- [PAGE EXTRACT]
Yesterday I was in a Starbucks in Pennsylvania. I was ordering a Grande Drip Coffee (my usual at Starbucks) and the barista asked about how I like my coffee. Usually they say "room for cream?" but this one asked me "do you want it black?" I immediately said "yeah, black...like my heart" The barista started, and her eyes widened for just a moment.
I realized that the humor of this was lost on her. She wasn't quite sure what to make of this strange phrase. Of course, like everything I say and do, it’s not original with me. In the Simpsons, Season 5 or something, Mr. Burns has a meeting with his Attorneys, and offers them coffee. One of them accepts it and Mr. Burns says "you want it black, like your heart?" It’s always stuck with me.
I do like black coffee. I love Starbucks black coffee. And parenthetically, my heart is black. That barista's eyes went wide like saucers because it’s weird to admit. No one likes to be reminded of it, but all of us have a black heart. We aren't really to be trusted. We all prefer the bitter over the sweet, the tragic over the brightly comic. Sin and Death over life. It’s why more people know the kid in the hockey mask with the chain saw than know Pollyanna.
It’s that black heart that connects us to reality. It’s what reminds of us of who we are, that we come from the earth. Life isn't idealistic like Star Trek, where everyone knows what they're doing and are all insanely competent and controlled. In real life Lt Ohura comes to work depressed and irritable because her husband has left her, and at lunch she sits in the corner of the bar telling her worries to Sulu while having four grey goose martinis and then she comes back and tells Capt. Kirk that he sucks as an actor--and for once--for once in his damn life would he please think of someone besides himself?
Actually, that is an episode of Star Trek I'd like to see.
The Christian church is too much like Star Trek. Everyone is controlled, everyone is competent. No one ever comes to church depressed and irritible. If someone does, the rest of us avert our gaze and wish they'd go away. Or, if we are really controlling, we will grab the irritable one and drag them into a corner and pray for them, to try and exorcize the demon of honesty out of them. We can't have that happen at church.

- [PROMPT A]
Answer these about the black coffee post:
(i) What drink did the writer order at Starbucks?
(ii) Whom does Mr. Burns offer coffee to in the Simpsons scene?
(iii) How many martinis does Lt Ohura drink at lunch?
- [PROMPT B] Please quote the stretch of the black coffee post from "Actually, that is" through "happen at church.".
- [PROMPT C] Extend the black coffee post past its last sentence.

- [SUPPLIED MATERIAL]

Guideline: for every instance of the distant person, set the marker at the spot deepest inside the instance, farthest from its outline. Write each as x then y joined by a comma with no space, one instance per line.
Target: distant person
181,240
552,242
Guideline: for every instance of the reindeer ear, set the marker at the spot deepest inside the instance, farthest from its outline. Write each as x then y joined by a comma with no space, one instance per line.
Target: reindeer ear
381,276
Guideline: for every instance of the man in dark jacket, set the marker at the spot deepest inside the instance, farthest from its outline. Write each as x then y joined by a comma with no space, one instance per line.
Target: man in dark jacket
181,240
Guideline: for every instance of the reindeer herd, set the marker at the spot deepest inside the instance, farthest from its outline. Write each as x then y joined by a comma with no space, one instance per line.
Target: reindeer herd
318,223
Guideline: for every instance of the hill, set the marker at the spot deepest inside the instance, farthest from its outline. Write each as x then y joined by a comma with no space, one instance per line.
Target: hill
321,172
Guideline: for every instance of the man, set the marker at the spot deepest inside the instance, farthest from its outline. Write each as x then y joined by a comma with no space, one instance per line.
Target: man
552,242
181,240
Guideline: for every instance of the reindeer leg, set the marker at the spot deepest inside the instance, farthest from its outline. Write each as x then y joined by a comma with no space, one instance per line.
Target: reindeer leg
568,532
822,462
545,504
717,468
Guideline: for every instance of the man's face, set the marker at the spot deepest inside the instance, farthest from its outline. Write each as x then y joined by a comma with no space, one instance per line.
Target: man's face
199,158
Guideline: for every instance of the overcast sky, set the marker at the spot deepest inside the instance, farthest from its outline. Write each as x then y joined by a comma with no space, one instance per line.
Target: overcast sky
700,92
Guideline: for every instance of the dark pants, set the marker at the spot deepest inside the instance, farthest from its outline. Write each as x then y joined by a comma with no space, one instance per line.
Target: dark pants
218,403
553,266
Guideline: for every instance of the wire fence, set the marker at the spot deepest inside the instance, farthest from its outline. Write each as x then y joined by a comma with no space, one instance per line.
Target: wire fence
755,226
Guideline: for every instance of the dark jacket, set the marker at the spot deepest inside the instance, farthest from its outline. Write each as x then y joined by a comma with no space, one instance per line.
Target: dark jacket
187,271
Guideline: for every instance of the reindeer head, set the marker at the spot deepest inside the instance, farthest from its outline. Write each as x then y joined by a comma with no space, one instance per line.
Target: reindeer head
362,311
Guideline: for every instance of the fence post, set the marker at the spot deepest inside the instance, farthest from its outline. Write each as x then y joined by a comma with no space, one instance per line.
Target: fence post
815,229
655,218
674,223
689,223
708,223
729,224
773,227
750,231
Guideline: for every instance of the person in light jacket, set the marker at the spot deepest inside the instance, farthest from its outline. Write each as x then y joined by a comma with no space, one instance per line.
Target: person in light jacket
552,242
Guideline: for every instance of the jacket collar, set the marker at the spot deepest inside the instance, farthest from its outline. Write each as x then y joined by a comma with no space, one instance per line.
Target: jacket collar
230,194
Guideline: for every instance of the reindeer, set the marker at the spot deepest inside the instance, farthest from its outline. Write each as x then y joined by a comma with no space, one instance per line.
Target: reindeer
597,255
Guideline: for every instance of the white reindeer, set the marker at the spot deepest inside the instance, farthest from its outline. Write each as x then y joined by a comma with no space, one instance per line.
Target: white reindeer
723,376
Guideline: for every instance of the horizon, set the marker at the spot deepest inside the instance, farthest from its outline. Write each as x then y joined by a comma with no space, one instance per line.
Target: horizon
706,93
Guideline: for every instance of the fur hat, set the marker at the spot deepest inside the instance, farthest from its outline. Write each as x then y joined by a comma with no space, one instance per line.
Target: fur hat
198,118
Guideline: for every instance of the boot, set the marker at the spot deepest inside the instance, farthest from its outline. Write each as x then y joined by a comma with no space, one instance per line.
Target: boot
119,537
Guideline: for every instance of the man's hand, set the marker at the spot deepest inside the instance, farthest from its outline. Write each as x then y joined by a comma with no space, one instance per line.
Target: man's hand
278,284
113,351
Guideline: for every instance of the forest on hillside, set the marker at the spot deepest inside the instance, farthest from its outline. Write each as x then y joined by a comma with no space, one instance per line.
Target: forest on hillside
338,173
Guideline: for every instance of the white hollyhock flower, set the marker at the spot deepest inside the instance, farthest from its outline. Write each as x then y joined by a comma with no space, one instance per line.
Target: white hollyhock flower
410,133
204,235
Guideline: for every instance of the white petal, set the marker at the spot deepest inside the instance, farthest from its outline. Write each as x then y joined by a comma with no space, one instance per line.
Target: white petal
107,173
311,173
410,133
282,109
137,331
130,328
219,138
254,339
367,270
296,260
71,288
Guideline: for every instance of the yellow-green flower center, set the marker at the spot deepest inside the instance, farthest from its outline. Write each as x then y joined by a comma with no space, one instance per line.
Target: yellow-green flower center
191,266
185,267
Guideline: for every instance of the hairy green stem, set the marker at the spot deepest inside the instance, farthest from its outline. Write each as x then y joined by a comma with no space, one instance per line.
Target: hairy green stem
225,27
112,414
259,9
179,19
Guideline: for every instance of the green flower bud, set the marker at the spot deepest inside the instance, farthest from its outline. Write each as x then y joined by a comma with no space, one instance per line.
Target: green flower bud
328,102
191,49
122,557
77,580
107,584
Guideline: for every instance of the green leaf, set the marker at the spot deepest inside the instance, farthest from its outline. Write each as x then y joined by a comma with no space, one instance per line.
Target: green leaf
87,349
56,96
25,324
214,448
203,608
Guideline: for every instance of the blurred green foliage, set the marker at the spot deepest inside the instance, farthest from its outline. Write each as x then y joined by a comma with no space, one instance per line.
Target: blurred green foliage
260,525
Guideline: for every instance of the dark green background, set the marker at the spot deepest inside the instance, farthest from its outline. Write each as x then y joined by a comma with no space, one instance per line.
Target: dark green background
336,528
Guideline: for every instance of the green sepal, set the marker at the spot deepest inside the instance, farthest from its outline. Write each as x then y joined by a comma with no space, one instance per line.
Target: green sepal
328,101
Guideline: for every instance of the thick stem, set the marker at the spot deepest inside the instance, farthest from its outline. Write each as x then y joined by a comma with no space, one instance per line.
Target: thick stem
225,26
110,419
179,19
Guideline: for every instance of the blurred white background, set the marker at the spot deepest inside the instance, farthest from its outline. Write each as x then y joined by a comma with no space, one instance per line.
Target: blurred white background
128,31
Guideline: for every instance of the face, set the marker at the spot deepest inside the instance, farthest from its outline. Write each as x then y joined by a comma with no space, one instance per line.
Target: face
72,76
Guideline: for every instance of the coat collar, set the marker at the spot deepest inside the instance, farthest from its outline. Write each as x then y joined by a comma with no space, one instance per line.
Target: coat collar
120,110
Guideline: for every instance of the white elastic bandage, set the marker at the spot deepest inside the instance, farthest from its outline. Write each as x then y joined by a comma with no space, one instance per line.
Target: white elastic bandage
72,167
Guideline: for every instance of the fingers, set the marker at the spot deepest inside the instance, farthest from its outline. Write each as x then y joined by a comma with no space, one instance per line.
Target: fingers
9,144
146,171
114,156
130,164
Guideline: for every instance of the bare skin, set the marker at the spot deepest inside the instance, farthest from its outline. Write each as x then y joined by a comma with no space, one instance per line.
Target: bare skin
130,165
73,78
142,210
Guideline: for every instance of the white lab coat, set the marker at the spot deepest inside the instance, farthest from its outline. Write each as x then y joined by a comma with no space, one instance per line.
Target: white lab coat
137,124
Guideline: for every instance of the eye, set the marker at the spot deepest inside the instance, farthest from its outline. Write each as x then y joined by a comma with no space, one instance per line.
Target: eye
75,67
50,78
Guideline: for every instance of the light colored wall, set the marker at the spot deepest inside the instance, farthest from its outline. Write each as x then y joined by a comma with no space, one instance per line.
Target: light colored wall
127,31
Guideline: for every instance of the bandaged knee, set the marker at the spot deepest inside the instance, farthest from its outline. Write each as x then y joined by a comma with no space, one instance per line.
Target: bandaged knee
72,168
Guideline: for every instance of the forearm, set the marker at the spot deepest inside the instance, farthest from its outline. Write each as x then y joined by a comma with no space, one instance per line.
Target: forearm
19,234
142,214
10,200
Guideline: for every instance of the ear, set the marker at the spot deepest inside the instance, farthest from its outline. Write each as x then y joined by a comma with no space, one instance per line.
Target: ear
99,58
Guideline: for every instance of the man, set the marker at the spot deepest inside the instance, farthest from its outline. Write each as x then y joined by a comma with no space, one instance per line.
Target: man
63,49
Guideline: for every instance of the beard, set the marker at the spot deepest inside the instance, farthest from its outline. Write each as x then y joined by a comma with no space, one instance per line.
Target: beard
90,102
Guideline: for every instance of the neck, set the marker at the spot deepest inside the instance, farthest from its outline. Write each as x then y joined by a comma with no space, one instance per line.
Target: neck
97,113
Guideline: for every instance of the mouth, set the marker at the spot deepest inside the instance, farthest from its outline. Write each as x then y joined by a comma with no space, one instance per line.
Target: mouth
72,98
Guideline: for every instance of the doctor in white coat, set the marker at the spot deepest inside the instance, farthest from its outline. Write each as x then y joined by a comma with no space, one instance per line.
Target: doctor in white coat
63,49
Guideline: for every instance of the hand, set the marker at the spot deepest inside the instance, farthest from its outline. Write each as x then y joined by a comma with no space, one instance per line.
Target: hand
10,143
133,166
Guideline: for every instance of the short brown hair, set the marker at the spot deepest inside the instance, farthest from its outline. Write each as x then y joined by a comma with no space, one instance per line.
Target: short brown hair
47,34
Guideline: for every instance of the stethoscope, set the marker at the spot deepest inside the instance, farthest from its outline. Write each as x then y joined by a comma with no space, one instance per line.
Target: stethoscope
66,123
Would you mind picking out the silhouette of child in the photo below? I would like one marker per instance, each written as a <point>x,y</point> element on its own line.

- [WRITTEN ANSWER A]
(i) A Grande Drip Coffee.
(ii) His Attorneys.
(iii) Four grey goose martinis.

- [WRITTEN ANSWER B]
Actually, that is an episode of Star Trek I'd like to see.
The Christian church is too much like Star Trek. Everyone is controlled, everyone is competent. No one ever comes to church depressed and irritible. If someone does, the rest of us avert our gaze and wish they'd go away. Or, if we are really controlling, we will grab the irritable one and drag them into a corner and pray for them, to try and exorcize the demon of honesty out of them. We can't have that happen at church.

- [WRITTEN ANSWER C]
Fifteen years ago, a guy showed up at my church dressed as a woman. The pastor came up to him and said "Hey, what's up?" The guy had been coming for quite a while. We all knew him, he sang and played guitar beautifully. But this day he was having a crisis, and apparently this was one of his ways of coping. I admit, dressing as a woman isn't probably the best way to cope. The pastor was really trying to be loving. But the guy left that day in shame, and has never been back to church. I've always been sad about that. He showed up, really needing something, and even though no one said boo to him, his shame was so great that he never came back. Because he knew. His idea of church is a place where Ohura always is calm and Sulu always steers perfectly, and everyone wears the proper uniform. He knew that he had broken that, so he's never come back.
I've wondered on and off if I should call him, but I never know what I would say. And now, its been 15 years, and it feels too hard to bring it up. And so, I've done nothing.
Jesus was a guy that understood our black hearts. He told the woman caught in adultery "I don't condemn you." Wow. Then he said "go and sin no more." Double wow. He had enough love and credibility that he could say both. Really, if you think about it, it’s the only way to really love someone. If you say “I don’t condemn you” but leave out the other part, you are also saying “what you do doesn’t matter to me.” If you say “go and sin no more” but don’t tell the person you’re not condemning them, then you are really saying “you embarrass me, get out of here.” The message of condemnation is clear.
Church should be a place where we can talk about our black hearts...where no one's eyes widen when we say that we are made of dirt. Where they nod and say "mine too" and we laugh and move forward. The Church should be willing to serve Coffee dark and black and bitter, and not blush too much about who we really are. It should be a place where as Lincoln said we are called to "our better angels." Where we can redeem the moments when our black hearts show through, which they seem to do pretty often.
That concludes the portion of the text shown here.